Instruções>
a) No trecho sobre a ideologização da mensagem evangélica, com que olhar Aparecida disse que se deve ver a realidade?
b) Indique se cada afirmação concorda com o trecho sobre a ideologização da mensagem evangélica: (i) o método "ver, julgar, agir" foi usado; (ii) existe uma hermenêutica asséptica; (iii) o reducionismo socializante é a ideologização mais difícil de descobrir. Para cada uma, responda sim ou não e cite as palavras decisivas.
c) Prossiga com o trecho sobre a ideologização da mensagem evangélica a partir do ponto em que ele termina.

Trecho para leitura>
1-A ideologização da mensagem evangélica. É uma tentação que
se verificou na Igreja desde o início: procurar uma hermenêutica de
interpretação evangélica fora da própria mensagem do Evangelho e fora da
Igreja. Um exemplo: a dado momento, Aparecida sofreu essa tentação sob a forma
de assepsia. Foi usado, e está bem, o método de "ver, julgar, agir"
(cf. n.º 19). A tentação se encontraria em optar por um "ver"
totalmente asséptico, um "ver" neutro, o que não é viável. O ver está
sempre condicionado pelo olhar. Não há uma hermenêutica asséptica. Então a
pergunta era: Com que olhar vamos ver a realidade? Aparecida respondeu: Com o
olhar de discípulo. Assim se entendem os números 20 a 32. Existem outras
maneiras de ideologização da mensagem e, atualmente, aparecem na América Latina
e no Caribe propostas desta índole. Menciono apenas algumas:
a) O reducionismo socializante. É a ideologização mais fácil
de descobrir. Em alguns momentos, foi muito forte. Trata-se de uma pretensão
interpretativa com base em uma hermenêutica de acordo com as ciências sociais.

Itens brutos>
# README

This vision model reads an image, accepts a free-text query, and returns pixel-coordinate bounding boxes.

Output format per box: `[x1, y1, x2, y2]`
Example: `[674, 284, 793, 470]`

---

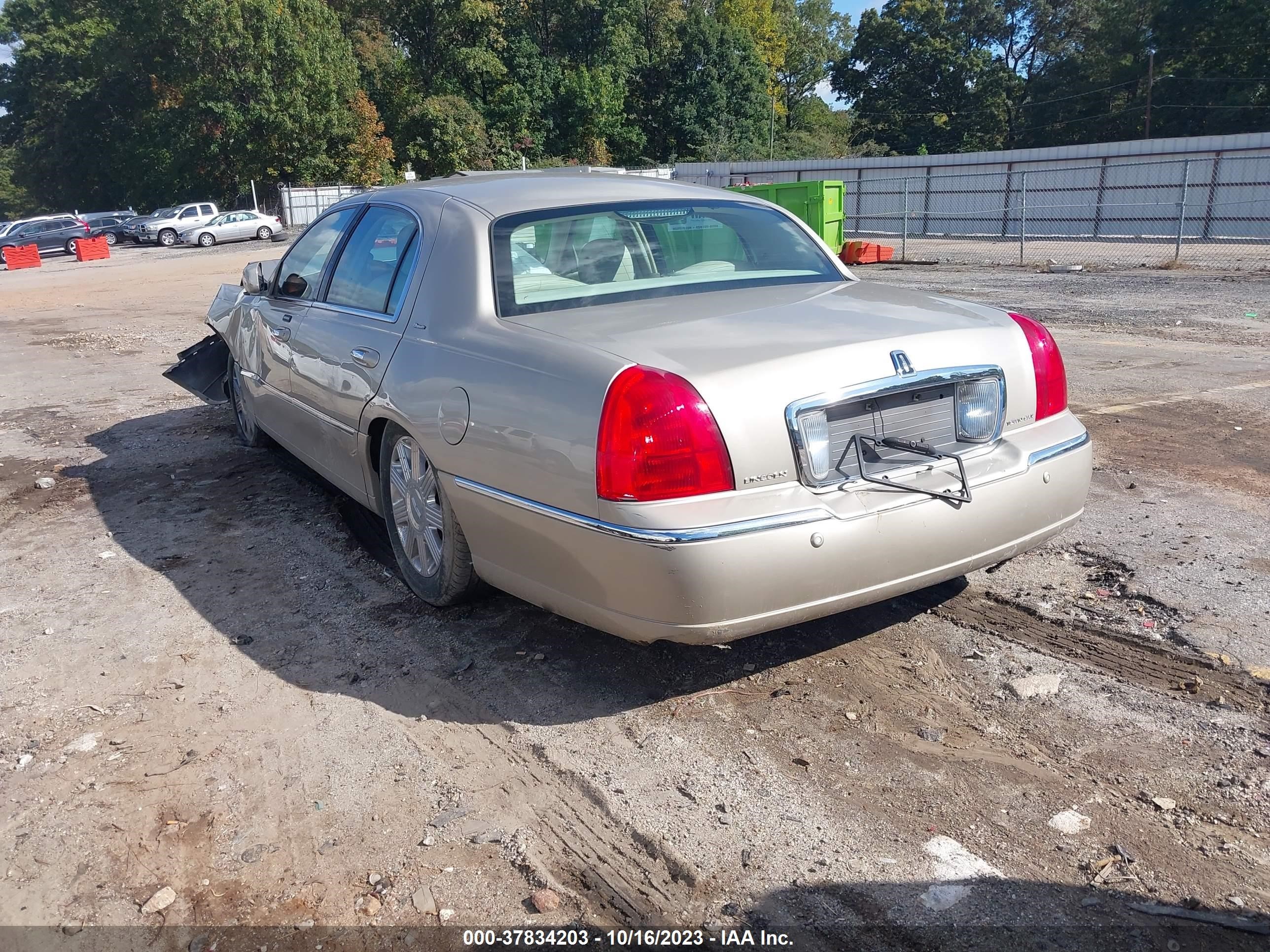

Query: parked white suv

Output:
[124, 202, 220, 247]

Respostas por tarefa>
a) Com o olhar de discípulo.

b)
(i) Sim: «Foi usado, e está bem, o método de "ver, julgar, agir"».
(ii) Não: «Não há uma hermenêutica asséptica.»
(iii) Não: «É a ideologização mais fácil de descobrir.»

c)
Engloba os campos mais variados, desde o liberalismo de mercado até à
categorização marxista.
b) A ideologização psicológica. Trata-se de uma hermenêutica
elitista que, em última análise, reduz o "encontro com Jesus Cristo"
e seu sucessivo desenvolvimento a uma dinâmica de autoconhecimento. Costuma
verificar-se principalmente em cursos de espiritualidade, retiros espirituais,
etc. Acaba por resultar numa posição imanente auto-referencial. Não tem sabor
de transcendência, nem portanto de missionariedade.
c) A proposta gnóstica. Muito ligada à tentação anterior.
Costuma ocorrer em grupos de elites com uma proposta de espiritualidade
superior, bastante desencarnada, que acaba por desembocar em posições pastorais
de "quaestiones disputatae". Foi o primeiro desvio da comunidade
primitiva e reaparece, ao longo da história da Igreja, em edições corrigidas e
renovadas. Vulgarmente são denominados "católicos iluminados" (por
serem atualmente herdeiros do Iluminismo).
d) A proposta pelagiana. Aparece fundamentalmente sob a
forma de restauracionismo. Perante os males da Igreja, busca-se uma solução
apenas na disciplina, na restauração de condutas e formas superadas que, mesmo
culturalmente, não possuem capacidade significativa. Na América Latina, costuma
verificar-se em pequenos grupos, em algumas novas Congregações Religiosas, em
tendências para a "segurança" doutrinal ou disciplinar.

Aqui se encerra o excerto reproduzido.